## Work instructions
1) In the article below on the South-West Africa Constitution Act, 1968, translate this sentence into Spanish: "The Administrator was appointed by the State President for a five-year term and served as the chief executive officer of the territory."
2) According to the article below on the South-West Africa Constitution Act, 1968, who made up the Executive Committee?
3) Continue the article below on the South-West Africa Constitution Act, 1968 from where it stops.

## Document section
┌──

Parliament of South Africa
- Long title Act to consolidate the laws relating to the constitution of an executive committee and a legislative assembly for the territory of South-West Africa, the powers, authorities and functions severally of that committee and assembly and the administration of and legislation for that territory. ;
- Citation: Act No. 39 of 1968
- Territorial extent: South West Africa
- Enacted by: Parliament of South Africa
- Assented to: 29 March 1968
- Commenced: 5 April 1968
- Repealed: 21 March 1990

Repeals
- South-West Africa Constitution Act, 1925; South-West Africa Constitution Act, 1925, Amendment Act, 1927; South-West Africa Constitution Act, 1925, Further Amendment Act, 1931; Constitution (Prevention of Disabilities) Act, 1940 ; South-West Africa Affairs Amendment Act, 1949 ; South-West Africa Affairs Amendment Act, 1951 ; South-West Africa Bantu Affairs Administration Act, 1954; South-West Africa Constitution Amendment Act, 1955; South-West Africa Constitution Amendment Act, 1957; South-West Africa Constitution Amendment Act, 1966;

Amended by
- South-West Africa Affairs Act, 1969 South-West Africa Constitution Amendment Act, 1970 South-West Africa Constitution Amendment Act, 1977

Repealed by
- Constitution of Namibia

= South West African Constitution of 1968 =

The South-West Africa Constitution Act, 1968, was a law enacted under the apartheid regime by the Parliament of South Africa that established a framework for the internal self-government of South West Africa (now Namibia). While it created a legislative assembly and executive body for the territory, it reserved ultimate power and control over key areas to the South African government. The act was a central instrument of South Africa's administration of the territory during a period of intense international dispute over its legal status and was repealed upon Namibia's independence in 1990.

== Background ==
South Africa had governed South West Africa since 1920 under a Class C Mandate from the League of Nations. After the dissolution of the League and the establishment of the United Nations, South Africa refused to place the territory under a UN Trusteeship Agreement, arguing that the mandate had lapsed. The International Court of Justice and the UN General Assembly repeatedly condemned South Africa's continued presence as illegal.

In response to mounting international pressure and to solidify its control, South Africa sought to integrate South West Africa more closely into its own political and administrative structure, underpinned by the policy of apartheid. The act was a consolidation and refinement of earlier, piecemeal legislation, intended to create a more formalized system of internal governance that remained entirely subordinate to Pretoria.

== Contents ==
The act had inherited the structure of government as it was established under the Constitution of 1925, its direct predecessor.

=== Administrator ===
The Administrator was appointed by the State President for a five-year term and served as the chief executive officer of the territory. The Administrator acted in most matters on the advice of the Executive Committee but was subject to the direction and control of the South African government.

=== Executive Committee ===
The Executive Committee was responsible for the administration of matters on which the Legislative Assembly could make laws. It consisted of the Administrator and four other members elected by the Assembly according to the principle of proportional representation.

=== Legislative Assembly ===
The Legislative Assembly was an 18-member body elected by registered voters in the territory from 18 delimited electoral divisions. These same divisions were grouped into six larger constituencies for electing white representatives to the House of Assembly, symbolizing the territory's integrated status.

The Assembly had the power to make laws, known as "ordinances," for the territory. However, its powers were severely circumscribed.

└──

## Supplied material
┌──

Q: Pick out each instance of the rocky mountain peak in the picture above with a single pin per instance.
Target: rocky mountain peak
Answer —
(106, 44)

└──

## Answers provided
1) El Administrador era nombrado por el Presidente del Estado por un período de cinco años y actuaba como principal funcionario ejecutivo del territorio.

2) The Administrator and four other members elected by the Legislative Assembly by proportional representation.

3)
=== Limitations on legislative power ===
A key feature of the act was the extensive list of "reserved matters" on which the Legislative Assembly could not legislate without prior consent from the State President. These matters included:

- Bantu affairs
- Civil aviation
- Railways and harbours
- The public service
- The constitution and jurisdiction of courts
- Postal, telegraph, and telephone services
- Military and police forces
- Immigration
- Customs and excise
- Currency and banking

Furthermore, the Assembly could not impose taxes or appropriate funds from the territory's Revenue Fund unless the proposal was introduced or recommended by the Administrator, ensuring South African control over the territory's finances.

=== South African carte blanche ===
The Act explicitly reserved the "full powers of administration and legislation" over the territory to the State President and Parliament. It stated that only the Parliament could legislate on the reserved matters and that any ordinance passed by the Legislative Assembly could be overridden by an Act of Parliament. This made it clear that the self-government granted was not sovereignty.

=== Special provisions ===
The act declared that the enclave of Walvis Bay was to be considered part of South West Africa for the purposes of the act. It also contained special provisions for the Caprivi Strip (now the Zambezi Region), allowing the State President to legislate for it directly by proclamation, and no South African law or Assembly ordinance applied there unless expressly declared.

The official languages for government business were English and Afrikaans, though the use of German was permitted in the South-West Africa Division of the Supreme Court.

== 1977 amendment ==

The South West Africa Constitution Amendment Act, 1977, enacted in the aftermath of the Turnhalle Constitutional Conference, it granted the State President sweeping powers to legislate for the territory by proclamation, effectively setting aside the 1968 constitutional structure. Its primary purpose was to provide the legal basis for the State President to manage the transition to an independence orchestrated by South Africa.

=== Provisions and implications ===
The act fundamentally amended Section 38 of the 1968 Constitution. It authorized the State President to make laws for the territory "with a view to the eventual attainment of independence", thus removing virtually all subject-matter restrictions that had constrained the Legislative Assembly. It granted the State President the power to repeal or amend any legal provision, including this Act and any other Act of Parliament, enabling him to override not only the territory's Constitution but also the Acts of Parliament.

=== Administrator-General ===
The most significant practical application of the 1977 amendment was the devolution of powers to a newly created office - the Administrator-General. Appointed by the State President, the Administrator-General became the supreme administrative authority in the territory, governing largely by proclamation.

== Reception and legacy ==
The Constitution Act of 1968 and its 1977 amendment were condemned by the United Nations and the international community, which viewed them as illegal attempts by South Africa to annex the territory and control its political future.

Internally, the 1968 act established a system of government that exclusively represented the white minority population. The 1977 amendment, while used to devolve powers to the territorial government, was designed to ensure South Africa retained ultimate control over the transition process, marginalizing the Soviet-backed South West African People's Organization.

The constitutional framework established by these acts was de facto repealed when Namibia achieved independence on 21 March 1990 and its own constitution, drafted by the Constituent Assembly, came into force.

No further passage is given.